» Task goal
Rewrite every line of the listing from the line containing "Pin the apartment" through the end of the listing, both ends included, and keep the pin instructions and "Submission:" lines unchanged. Rescale each coordinate in the answers by multiplying it by 1.25 and rounding to the nearest whole number, with halves rounded up.

>>>>>

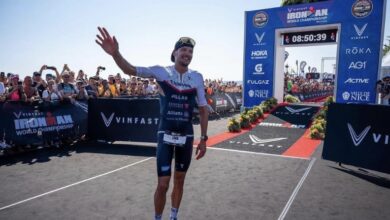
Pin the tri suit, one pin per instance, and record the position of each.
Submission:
(179, 94)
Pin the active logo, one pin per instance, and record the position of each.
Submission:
(259, 69)
(357, 139)
(359, 32)
(107, 121)
(357, 81)
(357, 50)
(259, 39)
(362, 8)
(358, 65)
(260, 19)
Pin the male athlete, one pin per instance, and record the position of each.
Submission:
(180, 90)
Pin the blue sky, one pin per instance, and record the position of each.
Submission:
(53, 32)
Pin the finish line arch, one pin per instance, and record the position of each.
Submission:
(355, 25)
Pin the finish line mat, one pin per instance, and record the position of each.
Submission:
(278, 132)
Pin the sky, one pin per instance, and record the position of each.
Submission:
(52, 32)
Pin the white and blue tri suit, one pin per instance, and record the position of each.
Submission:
(179, 94)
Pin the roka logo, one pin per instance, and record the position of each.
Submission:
(357, 139)
(108, 121)
(257, 140)
(294, 111)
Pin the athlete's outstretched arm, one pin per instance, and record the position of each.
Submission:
(111, 46)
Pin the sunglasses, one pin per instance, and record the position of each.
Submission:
(187, 40)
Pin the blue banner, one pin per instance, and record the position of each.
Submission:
(359, 25)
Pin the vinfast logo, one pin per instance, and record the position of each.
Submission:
(258, 82)
(257, 140)
(357, 139)
(295, 111)
(128, 120)
(259, 54)
(307, 14)
(356, 96)
(357, 51)
(107, 121)
(359, 32)
(258, 93)
(357, 81)
(259, 69)
(358, 65)
(259, 39)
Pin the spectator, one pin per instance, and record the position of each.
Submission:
(106, 91)
(51, 94)
(148, 89)
(38, 82)
(15, 91)
(112, 85)
(81, 91)
(123, 88)
(30, 91)
(66, 89)
(92, 87)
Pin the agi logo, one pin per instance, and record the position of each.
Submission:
(107, 121)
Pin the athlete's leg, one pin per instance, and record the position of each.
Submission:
(178, 185)
(182, 163)
(164, 160)
(160, 194)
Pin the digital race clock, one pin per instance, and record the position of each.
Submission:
(310, 37)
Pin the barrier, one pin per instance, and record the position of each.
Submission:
(23, 123)
(358, 135)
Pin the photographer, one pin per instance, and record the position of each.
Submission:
(66, 89)
(30, 91)
(51, 94)
(16, 91)
(82, 94)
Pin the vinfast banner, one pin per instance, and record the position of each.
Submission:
(124, 119)
(359, 33)
(358, 135)
(24, 123)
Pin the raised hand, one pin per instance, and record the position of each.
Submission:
(110, 45)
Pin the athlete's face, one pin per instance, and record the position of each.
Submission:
(183, 56)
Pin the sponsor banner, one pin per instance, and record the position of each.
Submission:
(124, 119)
(23, 123)
(360, 23)
(313, 95)
(291, 116)
(358, 135)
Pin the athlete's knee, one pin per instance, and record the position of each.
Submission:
(163, 186)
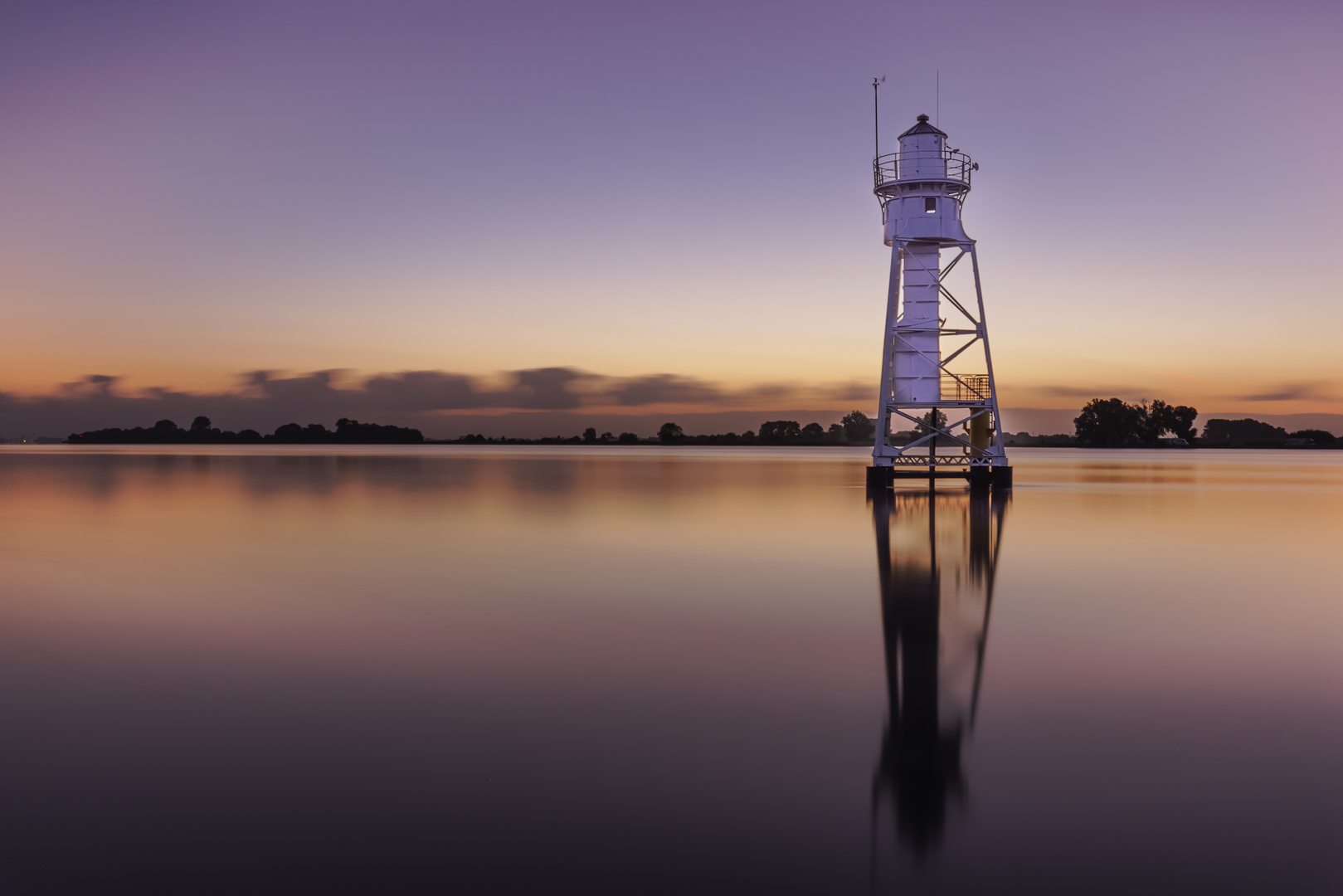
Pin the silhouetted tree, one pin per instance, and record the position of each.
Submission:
(779, 430)
(859, 427)
(1160, 418)
(1240, 431)
(1319, 437)
(1110, 422)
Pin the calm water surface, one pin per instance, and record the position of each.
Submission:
(642, 670)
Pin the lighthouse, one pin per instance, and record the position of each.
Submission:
(937, 412)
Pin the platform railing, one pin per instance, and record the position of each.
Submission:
(895, 167)
(965, 387)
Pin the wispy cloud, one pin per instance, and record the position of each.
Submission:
(1318, 391)
(266, 399)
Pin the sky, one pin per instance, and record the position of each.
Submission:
(430, 210)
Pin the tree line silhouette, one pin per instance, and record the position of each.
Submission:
(202, 433)
(1115, 423)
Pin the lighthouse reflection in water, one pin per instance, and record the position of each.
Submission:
(937, 553)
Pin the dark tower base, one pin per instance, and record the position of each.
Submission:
(980, 477)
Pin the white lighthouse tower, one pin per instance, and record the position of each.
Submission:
(922, 190)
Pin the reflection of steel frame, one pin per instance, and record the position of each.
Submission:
(919, 767)
(976, 395)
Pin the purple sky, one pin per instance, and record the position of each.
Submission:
(190, 192)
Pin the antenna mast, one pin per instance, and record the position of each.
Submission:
(876, 119)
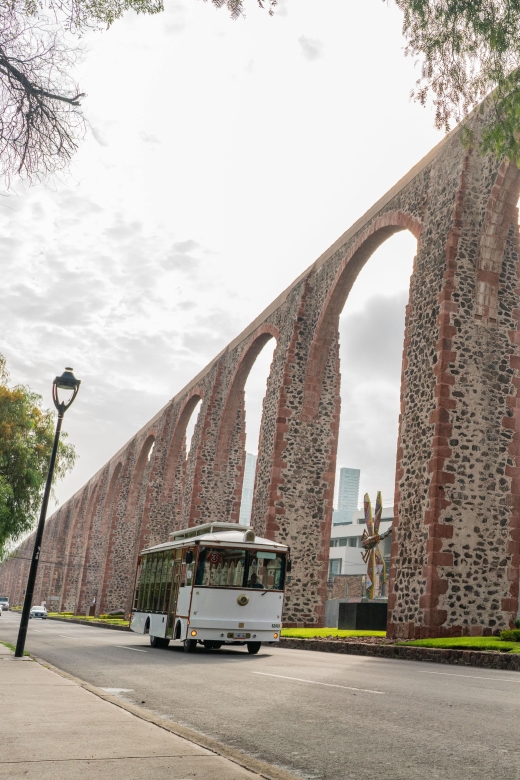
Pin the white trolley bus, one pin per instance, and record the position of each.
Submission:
(212, 584)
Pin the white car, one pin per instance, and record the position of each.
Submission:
(38, 612)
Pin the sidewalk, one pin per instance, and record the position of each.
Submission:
(55, 729)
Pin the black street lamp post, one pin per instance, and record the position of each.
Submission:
(67, 381)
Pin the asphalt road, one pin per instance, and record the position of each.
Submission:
(318, 715)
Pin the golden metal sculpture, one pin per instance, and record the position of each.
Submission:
(371, 554)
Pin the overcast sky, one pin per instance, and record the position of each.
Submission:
(223, 158)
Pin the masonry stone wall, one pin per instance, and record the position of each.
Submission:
(456, 535)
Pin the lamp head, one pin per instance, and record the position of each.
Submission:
(67, 381)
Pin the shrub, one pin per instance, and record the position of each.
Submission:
(512, 635)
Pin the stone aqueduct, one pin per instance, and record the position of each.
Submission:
(456, 537)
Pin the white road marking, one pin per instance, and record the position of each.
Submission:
(313, 682)
(118, 690)
(471, 676)
(132, 648)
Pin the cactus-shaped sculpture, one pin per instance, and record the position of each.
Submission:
(371, 554)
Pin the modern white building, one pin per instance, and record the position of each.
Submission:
(248, 487)
(348, 496)
(345, 544)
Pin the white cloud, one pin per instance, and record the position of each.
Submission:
(312, 49)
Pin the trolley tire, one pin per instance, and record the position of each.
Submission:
(159, 641)
(211, 644)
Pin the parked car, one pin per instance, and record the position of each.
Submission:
(38, 612)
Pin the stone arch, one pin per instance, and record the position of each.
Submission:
(230, 448)
(99, 524)
(84, 549)
(75, 552)
(178, 443)
(125, 534)
(501, 212)
(327, 325)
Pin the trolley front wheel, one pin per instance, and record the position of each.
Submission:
(159, 641)
(210, 644)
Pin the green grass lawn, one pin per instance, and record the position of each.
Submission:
(88, 619)
(467, 643)
(310, 633)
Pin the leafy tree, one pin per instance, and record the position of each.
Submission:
(469, 49)
(26, 439)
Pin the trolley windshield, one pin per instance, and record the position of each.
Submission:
(233, 568)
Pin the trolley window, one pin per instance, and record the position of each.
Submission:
(232, 568)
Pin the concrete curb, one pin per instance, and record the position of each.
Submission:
(97, 623)
(255, 765)
(488, 659)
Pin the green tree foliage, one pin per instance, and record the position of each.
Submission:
(469, 49)
(26, 439)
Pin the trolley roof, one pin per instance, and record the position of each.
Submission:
(217, 534)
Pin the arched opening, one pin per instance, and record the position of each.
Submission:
(176, 462)
(99, 529)
(254, 394)
(230, 460)
(117, 581)
(371, 328)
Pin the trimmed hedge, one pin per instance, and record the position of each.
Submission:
(512, 635)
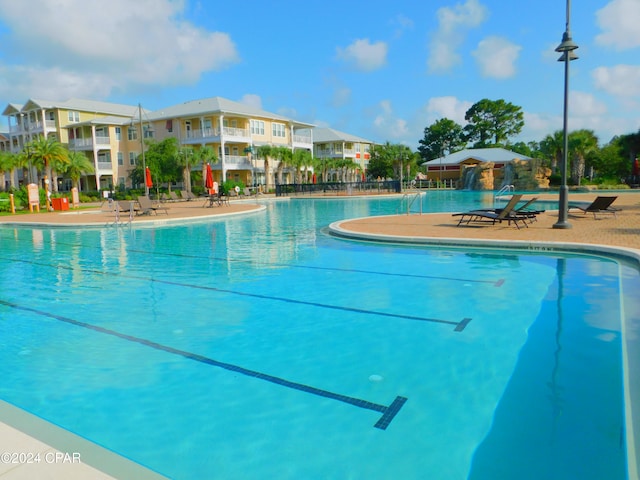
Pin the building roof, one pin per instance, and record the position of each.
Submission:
(326, 135)
(74, 104)
(217, 105)
(496, 155)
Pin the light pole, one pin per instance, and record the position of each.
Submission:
(566, 48)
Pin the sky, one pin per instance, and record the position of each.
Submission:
(381, 70)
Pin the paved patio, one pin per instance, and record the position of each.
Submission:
(621, 232)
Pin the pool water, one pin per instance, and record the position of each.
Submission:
(260, 347)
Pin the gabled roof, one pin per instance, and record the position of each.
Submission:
(216, 105)
(12, 108)
(74, 104)
(326, 135)
(108, 120)
(496, 155)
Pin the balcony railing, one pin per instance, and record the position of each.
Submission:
(87, 143)
(237, 161)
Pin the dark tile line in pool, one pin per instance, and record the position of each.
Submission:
(388, 412)
(314, 267)
(253, 295)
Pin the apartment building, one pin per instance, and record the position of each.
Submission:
(112, 136)
(87, 126)
(235, 131)
(333, 144)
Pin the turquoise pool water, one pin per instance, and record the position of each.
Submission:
(260, 347)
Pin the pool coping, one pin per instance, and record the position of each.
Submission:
(632, 430)
(35, 437)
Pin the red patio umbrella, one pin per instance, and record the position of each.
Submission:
(147, 178)
(208, 179)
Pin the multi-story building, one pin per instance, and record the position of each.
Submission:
(235, 131)
(112, 136)
(332, 144)
(80, 124)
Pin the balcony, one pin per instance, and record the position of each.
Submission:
(105, 168)
(302, 141)
(204, 135)
(237, 162)
(87, 143)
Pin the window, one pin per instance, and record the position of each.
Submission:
(278, 130)
(132, 133)
(257, 127)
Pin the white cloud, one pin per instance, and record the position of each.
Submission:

<<<<<

» Solution for this problem
Pin the apartment building, one pin per instance, and record the position of each.
Submission:
(140, 170)
(109, 158)
(294, 164)
(416, 180)
Pin the turquoise pool water, one pin per instance, and record the position of each.
Submission:
(325, 434)
Pin the pool coping, one pin per instance, and record the position of each.
Submission:
(790, 538)
(44, 546)
Pin the red patio umbrella, one pin per instance, and record the position of each.
Submission:
(184, 223)
(260, 224)
Pin the multi-story building, one pin per instance, and record the position of each.
Submission:
(294, 164)
(140, 170)
(415, 180)
(100, 155)
Pin the balcony, one pin per instance, and record the position of each.
Submission:
(131, 210)
(378, 176)
(255, 169)
(296, 203)
(109, 179)
Pin the window, one pin per instance, and record the position of each.
Submission:
(348, 163)
(165, 166)
(321, 159)
Pin the white cloud, one pin per instance, and record the position of each.
Submission:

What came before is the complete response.